• _Goal_
Set down exactly the lines from the one containing "Each instance of the palm tree earns" through the end of the records below, both included, and nothing else.

• _Information provided_

-=-=-=-=-

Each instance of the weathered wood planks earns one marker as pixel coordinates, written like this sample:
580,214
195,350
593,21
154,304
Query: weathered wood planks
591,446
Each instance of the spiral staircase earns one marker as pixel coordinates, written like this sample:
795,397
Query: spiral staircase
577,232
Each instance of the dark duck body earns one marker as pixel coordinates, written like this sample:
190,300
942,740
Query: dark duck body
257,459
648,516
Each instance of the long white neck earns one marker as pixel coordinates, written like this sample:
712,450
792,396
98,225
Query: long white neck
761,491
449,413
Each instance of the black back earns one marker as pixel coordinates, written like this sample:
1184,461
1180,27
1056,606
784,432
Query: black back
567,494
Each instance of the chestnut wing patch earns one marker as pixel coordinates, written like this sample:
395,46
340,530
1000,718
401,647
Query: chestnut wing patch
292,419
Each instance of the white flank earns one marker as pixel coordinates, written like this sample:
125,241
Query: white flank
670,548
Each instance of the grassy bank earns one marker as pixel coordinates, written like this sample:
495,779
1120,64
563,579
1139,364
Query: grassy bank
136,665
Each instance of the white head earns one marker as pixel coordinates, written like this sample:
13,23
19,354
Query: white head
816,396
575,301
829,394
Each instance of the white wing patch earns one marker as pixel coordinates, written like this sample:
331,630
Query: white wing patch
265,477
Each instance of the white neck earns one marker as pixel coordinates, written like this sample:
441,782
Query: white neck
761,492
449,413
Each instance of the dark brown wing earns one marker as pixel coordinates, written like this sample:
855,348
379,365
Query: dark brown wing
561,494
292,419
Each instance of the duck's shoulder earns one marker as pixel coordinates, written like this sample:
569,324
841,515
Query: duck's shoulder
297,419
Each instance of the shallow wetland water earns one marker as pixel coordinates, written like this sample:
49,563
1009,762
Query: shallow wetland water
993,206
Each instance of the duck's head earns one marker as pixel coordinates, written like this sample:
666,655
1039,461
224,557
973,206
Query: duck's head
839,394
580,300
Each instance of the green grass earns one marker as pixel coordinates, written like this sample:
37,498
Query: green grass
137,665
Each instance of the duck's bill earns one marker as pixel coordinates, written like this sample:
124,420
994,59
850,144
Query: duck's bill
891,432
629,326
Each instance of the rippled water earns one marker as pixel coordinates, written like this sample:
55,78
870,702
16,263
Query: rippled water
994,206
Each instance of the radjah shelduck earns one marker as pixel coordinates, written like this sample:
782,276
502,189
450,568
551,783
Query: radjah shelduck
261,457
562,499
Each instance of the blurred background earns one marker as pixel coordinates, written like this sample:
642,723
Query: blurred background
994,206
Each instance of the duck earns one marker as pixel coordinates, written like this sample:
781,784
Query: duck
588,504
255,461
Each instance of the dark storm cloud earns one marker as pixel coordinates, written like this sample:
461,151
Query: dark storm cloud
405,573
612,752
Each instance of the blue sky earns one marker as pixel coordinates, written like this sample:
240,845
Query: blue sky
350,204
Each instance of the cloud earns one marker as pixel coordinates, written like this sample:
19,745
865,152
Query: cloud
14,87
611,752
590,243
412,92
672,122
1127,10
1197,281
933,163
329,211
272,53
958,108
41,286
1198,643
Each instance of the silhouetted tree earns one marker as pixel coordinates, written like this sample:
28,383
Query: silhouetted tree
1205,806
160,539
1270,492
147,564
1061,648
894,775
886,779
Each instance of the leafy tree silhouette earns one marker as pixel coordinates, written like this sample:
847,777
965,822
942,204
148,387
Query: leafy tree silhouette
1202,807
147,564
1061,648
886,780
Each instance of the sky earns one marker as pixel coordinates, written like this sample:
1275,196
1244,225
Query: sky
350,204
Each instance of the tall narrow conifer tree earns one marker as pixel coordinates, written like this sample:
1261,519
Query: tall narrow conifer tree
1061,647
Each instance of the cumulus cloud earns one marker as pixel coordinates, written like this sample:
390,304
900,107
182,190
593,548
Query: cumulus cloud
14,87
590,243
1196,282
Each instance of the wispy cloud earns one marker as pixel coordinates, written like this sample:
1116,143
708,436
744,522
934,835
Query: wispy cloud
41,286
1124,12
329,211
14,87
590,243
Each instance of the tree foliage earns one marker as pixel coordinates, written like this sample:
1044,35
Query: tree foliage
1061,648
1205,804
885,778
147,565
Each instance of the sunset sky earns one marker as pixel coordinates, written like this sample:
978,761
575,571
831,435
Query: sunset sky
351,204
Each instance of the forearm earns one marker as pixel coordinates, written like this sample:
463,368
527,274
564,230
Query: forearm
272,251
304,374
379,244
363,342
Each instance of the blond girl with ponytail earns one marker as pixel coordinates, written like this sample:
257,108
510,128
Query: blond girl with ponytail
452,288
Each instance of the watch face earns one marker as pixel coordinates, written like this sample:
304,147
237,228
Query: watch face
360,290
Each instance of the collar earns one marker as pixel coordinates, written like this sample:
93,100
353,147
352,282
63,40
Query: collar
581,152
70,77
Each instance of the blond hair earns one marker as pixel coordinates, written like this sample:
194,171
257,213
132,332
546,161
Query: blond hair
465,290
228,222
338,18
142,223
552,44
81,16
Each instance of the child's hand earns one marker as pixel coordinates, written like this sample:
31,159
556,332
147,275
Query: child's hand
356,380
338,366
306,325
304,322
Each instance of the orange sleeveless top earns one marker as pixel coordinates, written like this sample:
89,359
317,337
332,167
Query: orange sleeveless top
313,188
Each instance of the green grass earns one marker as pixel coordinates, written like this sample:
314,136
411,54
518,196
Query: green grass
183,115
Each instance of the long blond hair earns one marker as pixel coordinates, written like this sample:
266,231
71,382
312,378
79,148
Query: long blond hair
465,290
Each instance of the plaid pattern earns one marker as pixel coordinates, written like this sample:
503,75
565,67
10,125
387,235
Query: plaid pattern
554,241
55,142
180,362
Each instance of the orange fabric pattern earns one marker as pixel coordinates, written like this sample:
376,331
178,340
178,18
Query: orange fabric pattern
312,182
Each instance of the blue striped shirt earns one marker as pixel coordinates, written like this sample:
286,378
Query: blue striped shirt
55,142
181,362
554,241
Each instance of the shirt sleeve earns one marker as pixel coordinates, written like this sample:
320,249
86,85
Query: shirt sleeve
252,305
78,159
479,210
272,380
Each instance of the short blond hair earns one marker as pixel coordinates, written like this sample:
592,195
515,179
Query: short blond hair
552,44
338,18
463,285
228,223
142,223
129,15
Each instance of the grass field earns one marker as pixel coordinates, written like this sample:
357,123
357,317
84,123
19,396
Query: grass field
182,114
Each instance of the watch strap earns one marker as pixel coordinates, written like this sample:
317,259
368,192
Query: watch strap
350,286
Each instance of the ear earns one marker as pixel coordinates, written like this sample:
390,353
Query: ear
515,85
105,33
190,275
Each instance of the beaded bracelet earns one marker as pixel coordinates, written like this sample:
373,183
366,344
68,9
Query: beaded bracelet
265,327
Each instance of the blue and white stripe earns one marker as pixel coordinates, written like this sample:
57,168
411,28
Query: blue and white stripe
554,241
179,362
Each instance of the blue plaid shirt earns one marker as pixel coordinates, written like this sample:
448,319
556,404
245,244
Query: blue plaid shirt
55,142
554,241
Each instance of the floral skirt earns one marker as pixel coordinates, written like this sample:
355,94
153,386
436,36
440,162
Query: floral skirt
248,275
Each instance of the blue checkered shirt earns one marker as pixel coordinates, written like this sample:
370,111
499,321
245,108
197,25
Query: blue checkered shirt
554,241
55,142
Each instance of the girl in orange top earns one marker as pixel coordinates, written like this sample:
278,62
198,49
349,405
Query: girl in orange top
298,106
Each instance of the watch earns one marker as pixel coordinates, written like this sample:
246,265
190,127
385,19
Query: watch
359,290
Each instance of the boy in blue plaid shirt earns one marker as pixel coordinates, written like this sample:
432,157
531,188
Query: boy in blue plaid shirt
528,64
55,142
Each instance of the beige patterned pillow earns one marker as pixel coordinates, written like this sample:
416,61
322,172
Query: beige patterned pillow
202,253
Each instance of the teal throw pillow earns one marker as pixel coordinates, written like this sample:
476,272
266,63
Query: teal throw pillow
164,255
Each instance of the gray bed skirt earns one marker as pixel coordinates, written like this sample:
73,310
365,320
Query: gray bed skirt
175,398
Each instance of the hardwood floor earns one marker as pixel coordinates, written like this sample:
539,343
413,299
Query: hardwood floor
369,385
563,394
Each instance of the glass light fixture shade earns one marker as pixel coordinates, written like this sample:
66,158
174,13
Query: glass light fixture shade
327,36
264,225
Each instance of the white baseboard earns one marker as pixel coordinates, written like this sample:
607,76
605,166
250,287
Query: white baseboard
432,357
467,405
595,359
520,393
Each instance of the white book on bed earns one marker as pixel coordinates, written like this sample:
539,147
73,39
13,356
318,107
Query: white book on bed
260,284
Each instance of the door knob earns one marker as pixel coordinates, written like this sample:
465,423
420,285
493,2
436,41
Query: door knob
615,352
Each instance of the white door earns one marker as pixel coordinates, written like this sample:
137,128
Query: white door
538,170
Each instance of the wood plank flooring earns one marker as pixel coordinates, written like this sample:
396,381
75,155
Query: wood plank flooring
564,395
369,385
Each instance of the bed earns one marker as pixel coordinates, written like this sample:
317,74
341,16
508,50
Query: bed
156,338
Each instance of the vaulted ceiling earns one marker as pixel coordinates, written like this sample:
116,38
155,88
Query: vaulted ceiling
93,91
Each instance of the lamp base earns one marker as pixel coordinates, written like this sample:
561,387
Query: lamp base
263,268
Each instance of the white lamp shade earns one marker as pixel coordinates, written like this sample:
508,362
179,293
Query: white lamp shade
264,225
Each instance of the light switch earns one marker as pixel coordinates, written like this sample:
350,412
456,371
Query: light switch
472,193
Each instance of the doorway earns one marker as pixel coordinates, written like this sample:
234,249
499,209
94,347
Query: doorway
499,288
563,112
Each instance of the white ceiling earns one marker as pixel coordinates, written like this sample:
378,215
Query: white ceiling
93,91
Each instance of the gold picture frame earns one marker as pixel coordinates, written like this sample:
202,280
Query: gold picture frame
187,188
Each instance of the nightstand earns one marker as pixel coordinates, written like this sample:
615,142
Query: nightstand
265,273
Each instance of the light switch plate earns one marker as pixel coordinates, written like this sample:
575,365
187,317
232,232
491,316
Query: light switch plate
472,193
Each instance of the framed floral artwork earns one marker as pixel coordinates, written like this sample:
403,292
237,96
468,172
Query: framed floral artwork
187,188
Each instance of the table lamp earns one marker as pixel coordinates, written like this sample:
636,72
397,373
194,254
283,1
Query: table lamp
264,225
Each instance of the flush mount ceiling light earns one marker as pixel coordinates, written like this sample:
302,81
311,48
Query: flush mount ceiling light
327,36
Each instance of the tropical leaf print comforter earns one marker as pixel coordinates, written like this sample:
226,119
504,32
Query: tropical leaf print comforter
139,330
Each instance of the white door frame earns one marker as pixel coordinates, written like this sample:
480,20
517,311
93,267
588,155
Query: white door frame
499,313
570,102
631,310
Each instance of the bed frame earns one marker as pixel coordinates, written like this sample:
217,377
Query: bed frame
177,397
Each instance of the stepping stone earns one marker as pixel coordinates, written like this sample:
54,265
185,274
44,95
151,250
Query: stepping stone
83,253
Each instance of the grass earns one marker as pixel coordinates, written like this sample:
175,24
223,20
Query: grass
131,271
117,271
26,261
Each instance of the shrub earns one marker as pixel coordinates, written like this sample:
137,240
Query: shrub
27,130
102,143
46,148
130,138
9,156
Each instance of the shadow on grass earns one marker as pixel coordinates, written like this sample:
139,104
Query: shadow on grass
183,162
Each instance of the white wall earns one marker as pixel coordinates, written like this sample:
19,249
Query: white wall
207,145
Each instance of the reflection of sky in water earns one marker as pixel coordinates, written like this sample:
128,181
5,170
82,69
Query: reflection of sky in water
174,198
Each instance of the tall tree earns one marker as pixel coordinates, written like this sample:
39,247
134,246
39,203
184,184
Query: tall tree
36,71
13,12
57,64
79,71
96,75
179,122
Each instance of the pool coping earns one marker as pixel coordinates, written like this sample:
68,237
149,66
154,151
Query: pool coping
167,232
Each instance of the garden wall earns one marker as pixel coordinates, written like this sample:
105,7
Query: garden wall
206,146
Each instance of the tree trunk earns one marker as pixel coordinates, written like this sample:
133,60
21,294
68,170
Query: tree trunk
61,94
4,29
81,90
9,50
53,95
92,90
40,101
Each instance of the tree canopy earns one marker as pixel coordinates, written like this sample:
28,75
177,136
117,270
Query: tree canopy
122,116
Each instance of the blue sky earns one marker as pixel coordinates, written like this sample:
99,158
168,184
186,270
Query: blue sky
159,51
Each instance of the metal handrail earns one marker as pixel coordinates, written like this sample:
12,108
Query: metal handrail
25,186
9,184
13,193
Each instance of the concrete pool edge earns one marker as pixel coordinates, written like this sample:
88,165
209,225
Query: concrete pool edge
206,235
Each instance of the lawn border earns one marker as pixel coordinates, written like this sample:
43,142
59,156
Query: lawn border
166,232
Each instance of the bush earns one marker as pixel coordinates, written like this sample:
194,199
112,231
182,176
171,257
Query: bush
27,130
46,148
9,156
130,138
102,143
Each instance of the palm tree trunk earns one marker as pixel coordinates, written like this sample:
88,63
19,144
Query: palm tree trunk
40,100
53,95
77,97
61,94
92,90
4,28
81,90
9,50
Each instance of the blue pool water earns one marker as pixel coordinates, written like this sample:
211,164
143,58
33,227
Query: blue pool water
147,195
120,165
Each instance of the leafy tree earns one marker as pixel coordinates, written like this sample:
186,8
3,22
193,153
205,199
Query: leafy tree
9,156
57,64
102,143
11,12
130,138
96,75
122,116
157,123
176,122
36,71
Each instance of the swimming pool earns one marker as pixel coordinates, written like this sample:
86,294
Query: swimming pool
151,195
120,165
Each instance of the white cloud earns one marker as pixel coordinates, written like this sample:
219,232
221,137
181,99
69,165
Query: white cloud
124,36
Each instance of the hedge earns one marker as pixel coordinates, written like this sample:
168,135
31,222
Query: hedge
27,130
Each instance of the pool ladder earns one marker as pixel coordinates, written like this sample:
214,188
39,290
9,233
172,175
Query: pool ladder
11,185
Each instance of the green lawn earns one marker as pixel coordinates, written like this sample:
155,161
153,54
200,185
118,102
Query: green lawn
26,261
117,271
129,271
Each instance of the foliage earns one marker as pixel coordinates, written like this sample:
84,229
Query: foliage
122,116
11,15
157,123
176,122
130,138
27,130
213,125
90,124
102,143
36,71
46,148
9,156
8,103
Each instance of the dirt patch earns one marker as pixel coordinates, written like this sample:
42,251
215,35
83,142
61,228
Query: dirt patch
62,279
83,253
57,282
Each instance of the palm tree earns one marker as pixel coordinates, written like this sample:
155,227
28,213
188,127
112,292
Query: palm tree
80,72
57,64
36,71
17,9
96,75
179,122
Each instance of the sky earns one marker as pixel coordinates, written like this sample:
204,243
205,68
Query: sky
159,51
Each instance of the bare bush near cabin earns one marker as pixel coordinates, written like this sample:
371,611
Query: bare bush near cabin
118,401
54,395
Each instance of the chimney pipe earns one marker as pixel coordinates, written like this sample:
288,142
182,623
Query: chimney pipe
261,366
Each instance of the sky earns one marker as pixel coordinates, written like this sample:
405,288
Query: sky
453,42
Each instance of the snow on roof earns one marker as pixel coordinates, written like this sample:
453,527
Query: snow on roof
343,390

-=-=-=-=-

• _Result of this task_
Each instance of the palm tree earns one marker as pixel coordinates, written like this sample:
155,227
28,213
188,127
112,292
Query: palm tree
80,72
57,64
36,71
17,9
96,75
179,122
Each instance of the sky earns one marker as pixel coordinates, written like this sample:
204,243
205,68
Query: sky
159,51
Each instance of the bare bush near cabin earns one marker as pixel coordinates, written like this sample:
371,611
Query: bare bush near cabin
118,401
54,395
Each instance of the chimney pipe earns one marker as pixel coordinates, written like this sample:
288,142
182,623
Query: chimney pipe
261,366
Each instance of the sky earns one marker as pixel coordinates, written like this sample:
405,288
Query: sky
453,42
Each instance of the snow on roof earns one marker as pixel coordinates, written like this sample:
453,527
Query: snow on roof
343,390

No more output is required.